Your objective
All of the data below should be repeated exactly. Pictures should not be included.

(Items from a data source)

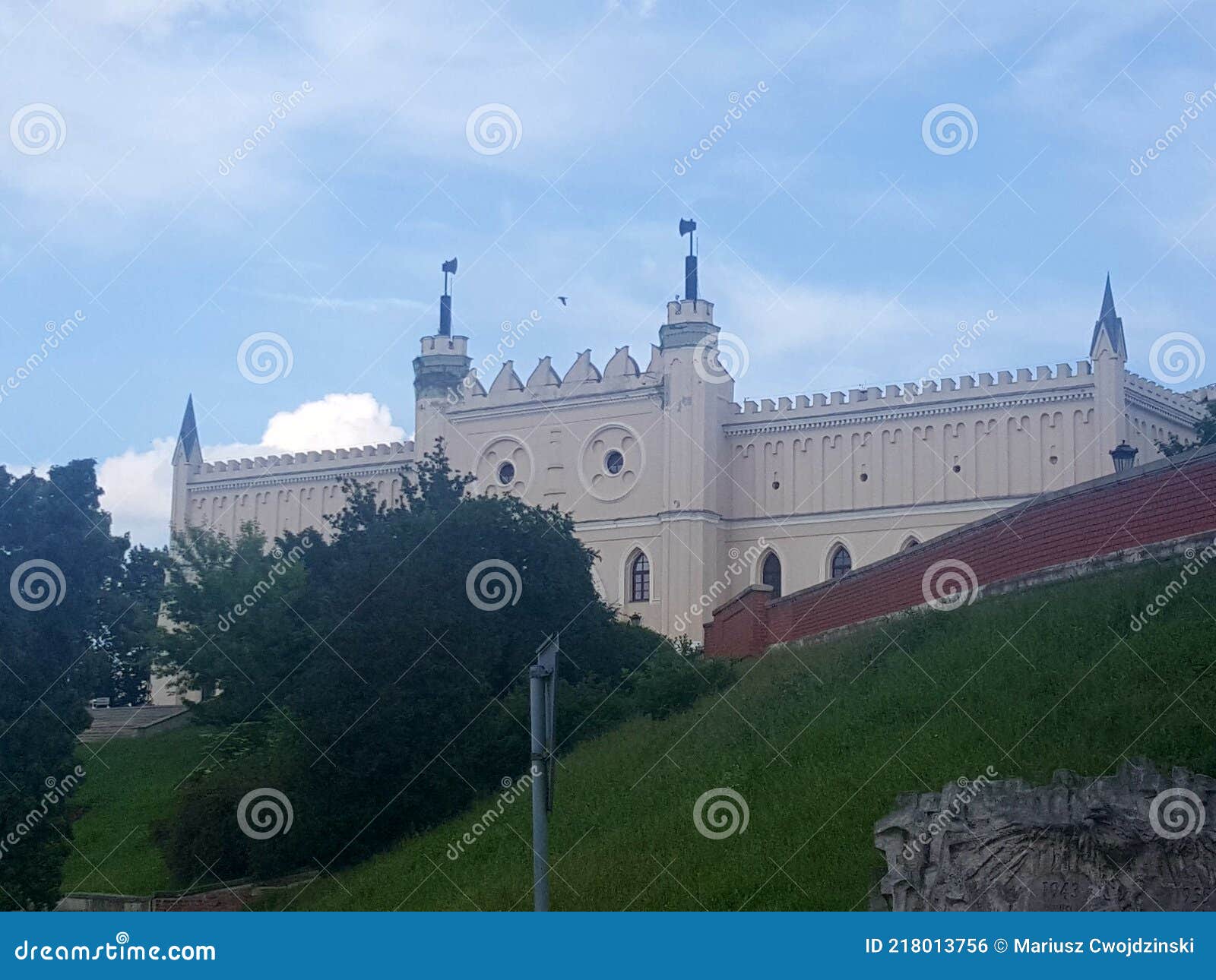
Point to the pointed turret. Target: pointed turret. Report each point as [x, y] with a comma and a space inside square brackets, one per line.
[1108, 331]
[188, 449]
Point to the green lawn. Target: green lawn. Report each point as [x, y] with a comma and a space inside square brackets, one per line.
[820, 739]
[129, 787]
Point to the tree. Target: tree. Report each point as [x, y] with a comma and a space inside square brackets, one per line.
[56, 557]
[127, 648]
[382, 675]
[1205, 435]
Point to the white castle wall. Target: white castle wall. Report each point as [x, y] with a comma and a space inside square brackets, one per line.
[708, 486]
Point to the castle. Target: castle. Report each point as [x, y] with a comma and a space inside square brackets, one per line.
[687, 496]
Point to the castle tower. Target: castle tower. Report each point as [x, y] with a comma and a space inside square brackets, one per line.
[188, 456]
[697, 394]
[1108, 350]
[439, 372]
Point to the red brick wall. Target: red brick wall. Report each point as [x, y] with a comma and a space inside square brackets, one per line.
[1157, 502]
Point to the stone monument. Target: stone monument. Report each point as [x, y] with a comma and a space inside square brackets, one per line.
[1136, 840]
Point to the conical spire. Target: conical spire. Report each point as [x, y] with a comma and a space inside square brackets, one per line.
[1108, 302]
[1110, 327]
[188, 438]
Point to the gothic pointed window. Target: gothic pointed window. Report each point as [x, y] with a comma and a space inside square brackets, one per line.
[640, 579]
[770, 573]
[842, 562]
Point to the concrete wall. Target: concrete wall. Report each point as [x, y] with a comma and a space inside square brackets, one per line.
[1171, 499]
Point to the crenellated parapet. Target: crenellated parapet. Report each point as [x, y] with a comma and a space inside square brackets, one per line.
[583, 380]
[303, 467]
[1183, 407]
[945, 395]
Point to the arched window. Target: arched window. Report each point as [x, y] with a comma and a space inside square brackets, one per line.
[640, 579]
[770, 573]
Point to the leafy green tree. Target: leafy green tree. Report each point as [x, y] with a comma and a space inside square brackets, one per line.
[56, 560]
[1205, 435]
[382, 674]
[125, 645]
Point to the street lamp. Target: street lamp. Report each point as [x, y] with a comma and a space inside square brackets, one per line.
[1124, 456]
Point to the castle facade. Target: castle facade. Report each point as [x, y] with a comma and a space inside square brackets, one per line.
[690, 496]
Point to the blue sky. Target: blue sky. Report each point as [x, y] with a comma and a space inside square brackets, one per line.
[839, 243]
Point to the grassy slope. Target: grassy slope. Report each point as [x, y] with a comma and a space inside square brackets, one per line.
[129, 787]
[821, 739]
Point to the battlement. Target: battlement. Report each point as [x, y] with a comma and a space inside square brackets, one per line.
[1024, 381]
[581, 380]
[330, 459]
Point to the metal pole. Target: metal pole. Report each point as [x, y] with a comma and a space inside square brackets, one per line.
[538, 678]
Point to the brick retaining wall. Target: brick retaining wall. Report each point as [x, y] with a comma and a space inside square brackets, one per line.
[1161, 501]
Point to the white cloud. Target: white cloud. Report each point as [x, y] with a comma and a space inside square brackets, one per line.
[138, 483]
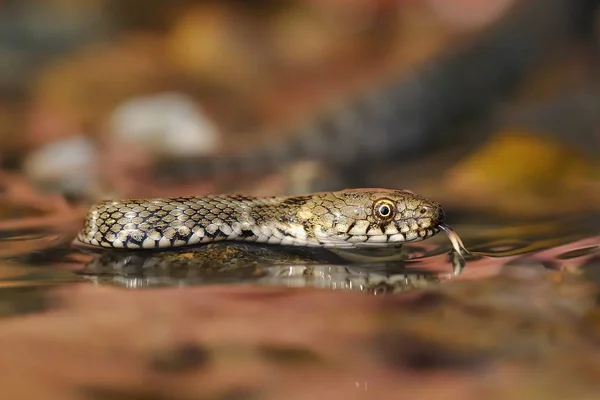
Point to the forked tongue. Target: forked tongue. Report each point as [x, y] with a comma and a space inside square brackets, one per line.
[455, 240]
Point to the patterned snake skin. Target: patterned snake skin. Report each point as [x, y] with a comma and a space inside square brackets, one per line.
[359, 218]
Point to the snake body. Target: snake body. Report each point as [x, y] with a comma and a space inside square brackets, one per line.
[358, 218]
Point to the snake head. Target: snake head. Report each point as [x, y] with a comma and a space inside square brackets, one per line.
[374, 218]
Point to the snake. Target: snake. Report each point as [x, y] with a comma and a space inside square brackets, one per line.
[346, 219]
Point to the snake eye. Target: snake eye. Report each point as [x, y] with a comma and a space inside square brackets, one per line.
[384, 209]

Written reply
Point to the pointed turret. Target: pointed turret. Report each point as [x, y] with a comma and a space inside square brackets, one per line.
[1108, 331]
[188, 449]
Point to the green lawn. Target: green lawn. Report each point as [x, y] with a comma and a space inside square brackets, one per line.
[820, 739]
[129, 787]
Point to the tree. Target: tree. Report each point as [x, y] with a comma and a space inside square brackets, one per line.
[56, 557]
[127, 648]
[382, 675]
[1205, 435]
Point to the white castle wall. Target: white castle wall. Report each point as [x, y] with a comma and a space inside square brackets, one per line.
[708, 486]
Point to the castle. Target: castle. Report each point as [x, y] with a comma and a space inside square brackets, one per line.
[687, 496]
Point to the castle tower. Target: castle tower. Report each point as [x, y] with a comma and a space inside square brackets, one per line.
[188, 456]
[697, 394]
[1108, 350]
[439, 372]
Point to the red brick wall. Target: red brick wall. Report each point as [x, y] with a comma and a space inside square brackets, one per line.
[1157, 502]
Point to the stone monument. Target: stone monument. Report each point as [x, y] with a comma and a space inside square brackets, one per line.
[1136, 840]
Point to the conical spire. Target: conical spire. Report each point as [x, y] with a comma and a space inside square brackets, one per line.
[1108, 302]
[1110, 327]
[188, 438]
Point to the gothic pointed window. Target: gothic pointed window. Report each point as [x, y] with a comma and a space inside square brackets, one per line.
[640, 579]
[770, 573]
[842, 562]
Point to the concrete wall. Target: concrete wall. Report each point as [x, y] with a comma and a space inside square brackets, one per line.
[1171, 499]
Point to the crenellated parapet. Target: crenellated parapet. Report each point as [x, y] with a comma and a space inside square brackets, one per line.
[583, 380]
[303, 467]
[1183, 407]
[945, 395]
Point to the arched window. Target: arched window. Report each point as [x, y] with a comma and a space inside square brackets, one per line.
[640, 579]
[770, 573]
Point to the leafy green tree. Target: leafy green tree. Report each point as [x, y] with a comma and a space inside square brackets, one per line.
[56, 560]
[1205, 435]
[382, 674]
[125, 645]
Point to the street lamp. Target: street lamp. Report each point as [x, y] with a comma and a space inside square brackets, one per line.
[1124, 456]
Point to the castle facade. Target: castle facade. Report each point as [x, y] with a comma and a space inside square brackets, one per line.
[690, 496]
Point to the blue sky. Target: blue sky. Report each point as [x, y] with a comma and a space inside square brackets, one per line.
[839, 243]
Point to the grassy slope. Target: grassy slope. Report each point as [x, y] with a comma and a space inside square brackets, one per line.
[129, 787]
[821, 739]
Point to the battlement. Target: battlement. Report each point as [x, y] with a comma and a space inside square brackets, one per line.
[1024, 381]
[581, 380]
[330, 459]
Point to the metal pole. Target: metal pole. Report each point as [x, y] with a comma and a space inside square brackets, one per line.
[538, 678]
Point to the brick retaining wall. Target: brick retaining wall. Report each point as [x, y] with a comma and a space inside square brackets, one per line.
[1161, 501]
Point to the white cloud. Target: white cloud. Report each point as [x, y] with a comma and a space inside square brackets, one per line.
[138, 483]
Point to the forked tongue. Target: forked tongue. Report each point as [x, y] with a comma and a space inside square brackets, one per line.
[455, 240]
Point to the patterned snake skin. Target: patterned snake skin. Report each point as [x, y] with a comma and a space inside square brackets, one per line.
[359, 218]
Point to the snake body. Target: snake body. Report each point as [x, y] with a comma and a space inside square brackets, one per line.
[358, 218]
Point to the snake head. Target: snake head. Report each point as [x, y] with a comma and a space inside square brackets, one per line.
[374, 218]
Point to the snake. Target: snake. Report each point as [x, y] with a comma and a space inside square brackets, one per line.
[346, 219]
Point to the snake eye. Target: snake eye. Report each point as [x, y] with a comma and a space inside square brackets, one per line.
[384, 209]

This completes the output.